- _EXTRAIT_
• • • •

L'euro

Comment la monnaie unique menace l'avenir de l'Europe

Joseph Stiglitz (Les Liens qui Libèrent, 512 pages, 25 euros,  2016)

L'euro

L’Américain Joseph Stiglitz figure parmi les Prix Nobel d’économie qui ont très tôt dénoncé l’irréalisme de la monnaie unique, aux côtés de son compatriote Paul Krugman et du Français Maurice Allais (disparu en 2010).

Il revient à la charge avec un ouvrage dense et lumineux, dont le titre est à lui seul tout un programme. Notons que ce titre s’apparente à celui de notre propre analyse, publiée dès 2014 sur Herodote.net : Comment la monnaie unique tue l’Europe ! Sans surprise, l’auteur développe une analyse similaire à la nôtre, car fondée sur la même logique de bon sens...

La plupart de nos respectables lecteurs vont à ce stade bondir sur leur chaise et nous maudire car la critique de l’euro relève aujourd’hui en France du blasphème, comme la mise en cause de la Sainte Trinité au Moyen Âge ou de la lutte des classes en URSS.

Était-il pertinent d'instaurer une monnaie unique dans un cadre aussi hétérogène que l’Europe ? Est-il pertinent de poursuivre l'expérience contre vents et marées ?

Pour ses partisans, il n'est plus temps d'argumenter  : l’euro a été conçu il y a un quart de siècle ; il est né il y a quinze ans ; c’est la seule monnaie qu’ont connue les jeunes Européens ; on ne saurait le remettre en question. D'ailleurs, les Grecs eux-mêmes ont préféré en 2015 le déshonneur, le reniement et une mort lente et douloureuse à une sortie de la zone euro !

À trop se voiler la face et refuser tout débat sur la monnaie unique, les démocrates français et européens se privent des solutions qui pourraient sortir l’Union européenne du gouffre où elle est tombée. En France, ce faisant, les partis de gouvernement ouvrent un boulevard à l’extrême droite qui ne craint pas de dénoncer le lien de causalité entre la monnaie unique, les souffrances des classes populaires et la perte de souveraineté de la « Grande Nation ».

Joseph Stiglitz ne dit pas autre chose dans sa préface : « Rien n’impose que l’Europe soit crucifiée sur la croix de l’euro : l’euro peut fonctionner. Les principales réformes nécessaires sont à entreprendre dans la structure même de l’union monétaire, pas dans les économies des pays membres ».

• • • •

- _DONNÉES FOURNIES_
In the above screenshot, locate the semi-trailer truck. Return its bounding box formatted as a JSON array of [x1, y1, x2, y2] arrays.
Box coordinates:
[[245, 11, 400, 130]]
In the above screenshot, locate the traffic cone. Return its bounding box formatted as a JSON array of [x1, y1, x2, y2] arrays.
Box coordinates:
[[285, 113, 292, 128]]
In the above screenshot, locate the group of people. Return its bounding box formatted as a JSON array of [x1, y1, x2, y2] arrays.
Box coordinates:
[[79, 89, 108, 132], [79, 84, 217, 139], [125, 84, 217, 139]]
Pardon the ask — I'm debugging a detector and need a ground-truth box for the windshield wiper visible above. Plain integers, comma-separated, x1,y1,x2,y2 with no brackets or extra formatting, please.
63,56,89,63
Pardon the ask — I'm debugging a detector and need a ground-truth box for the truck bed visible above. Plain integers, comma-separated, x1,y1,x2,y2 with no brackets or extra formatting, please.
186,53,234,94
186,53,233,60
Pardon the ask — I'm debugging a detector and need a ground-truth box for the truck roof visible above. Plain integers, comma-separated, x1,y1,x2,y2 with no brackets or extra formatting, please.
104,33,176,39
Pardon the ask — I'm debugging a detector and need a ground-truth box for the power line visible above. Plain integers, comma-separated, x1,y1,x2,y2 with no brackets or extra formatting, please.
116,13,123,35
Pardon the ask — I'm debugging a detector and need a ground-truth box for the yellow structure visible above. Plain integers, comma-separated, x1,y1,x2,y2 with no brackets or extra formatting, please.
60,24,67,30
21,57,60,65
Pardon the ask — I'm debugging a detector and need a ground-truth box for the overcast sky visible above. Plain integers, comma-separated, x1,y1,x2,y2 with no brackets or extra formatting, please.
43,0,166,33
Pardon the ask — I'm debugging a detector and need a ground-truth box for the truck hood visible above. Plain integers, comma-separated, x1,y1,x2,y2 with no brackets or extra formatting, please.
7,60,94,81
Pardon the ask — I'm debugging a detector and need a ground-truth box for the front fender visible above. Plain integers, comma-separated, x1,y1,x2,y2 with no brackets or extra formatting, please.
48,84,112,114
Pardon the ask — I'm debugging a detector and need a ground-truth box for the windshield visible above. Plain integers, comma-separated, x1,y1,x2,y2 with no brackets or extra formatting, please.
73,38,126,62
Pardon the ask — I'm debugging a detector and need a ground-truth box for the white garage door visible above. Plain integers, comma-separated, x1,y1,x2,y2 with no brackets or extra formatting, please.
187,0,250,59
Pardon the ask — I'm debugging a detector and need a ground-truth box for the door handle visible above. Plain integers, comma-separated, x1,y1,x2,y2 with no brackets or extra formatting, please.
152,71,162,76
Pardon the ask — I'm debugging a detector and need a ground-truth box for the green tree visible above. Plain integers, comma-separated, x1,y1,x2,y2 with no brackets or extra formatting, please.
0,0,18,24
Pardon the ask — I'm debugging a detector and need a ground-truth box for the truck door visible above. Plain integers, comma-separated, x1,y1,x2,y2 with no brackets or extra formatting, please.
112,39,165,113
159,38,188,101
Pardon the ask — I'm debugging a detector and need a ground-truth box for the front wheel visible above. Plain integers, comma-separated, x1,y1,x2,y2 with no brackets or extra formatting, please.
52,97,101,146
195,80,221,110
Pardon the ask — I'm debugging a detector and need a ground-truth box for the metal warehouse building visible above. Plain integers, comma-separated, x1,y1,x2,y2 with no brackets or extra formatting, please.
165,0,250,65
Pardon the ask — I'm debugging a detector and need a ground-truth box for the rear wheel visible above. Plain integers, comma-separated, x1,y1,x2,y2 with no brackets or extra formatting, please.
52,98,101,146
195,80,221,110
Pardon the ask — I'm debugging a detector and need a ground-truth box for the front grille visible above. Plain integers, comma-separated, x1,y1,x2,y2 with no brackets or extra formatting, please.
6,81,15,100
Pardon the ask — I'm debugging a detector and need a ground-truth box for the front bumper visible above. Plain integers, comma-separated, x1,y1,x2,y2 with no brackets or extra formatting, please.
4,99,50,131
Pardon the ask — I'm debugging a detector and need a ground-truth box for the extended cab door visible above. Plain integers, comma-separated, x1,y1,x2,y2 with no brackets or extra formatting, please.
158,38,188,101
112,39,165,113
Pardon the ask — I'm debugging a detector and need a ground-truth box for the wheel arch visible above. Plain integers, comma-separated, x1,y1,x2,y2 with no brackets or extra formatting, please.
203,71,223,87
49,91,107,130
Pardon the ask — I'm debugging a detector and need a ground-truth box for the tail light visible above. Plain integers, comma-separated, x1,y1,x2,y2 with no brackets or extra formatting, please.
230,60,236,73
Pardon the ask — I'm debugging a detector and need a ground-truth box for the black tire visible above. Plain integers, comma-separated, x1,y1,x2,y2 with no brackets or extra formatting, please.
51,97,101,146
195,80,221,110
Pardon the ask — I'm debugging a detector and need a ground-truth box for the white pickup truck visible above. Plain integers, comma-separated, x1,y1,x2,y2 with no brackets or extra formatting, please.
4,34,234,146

• • • •

- _OBJET DE LA TÂCHE_
Répondez, s'il vous plaît, à ces trois points sur l'extrait :
(a) En quelle année l'analyse « Comment la monnaie unique tue l'Europe ! » a-t-elle paru sur Herodote.net ?
(b) Quel Prix Nobel d'économie français est cité parmi ceux qui ont très tôt dénoncé l'irréalisme de la monnaie unique ?
(c) D'après la préface citée, où faut-il entreprendre les principales réformes nécessaires ?
Les enregistrements forment un matériau indépendant du texte.

- _RÉPONSE À L'EXERCICE_
(a) En 2014.
(b) Maurice Allais.
(c) Dans la structure même de l'union monétaire, pas dans les économies des pays membres.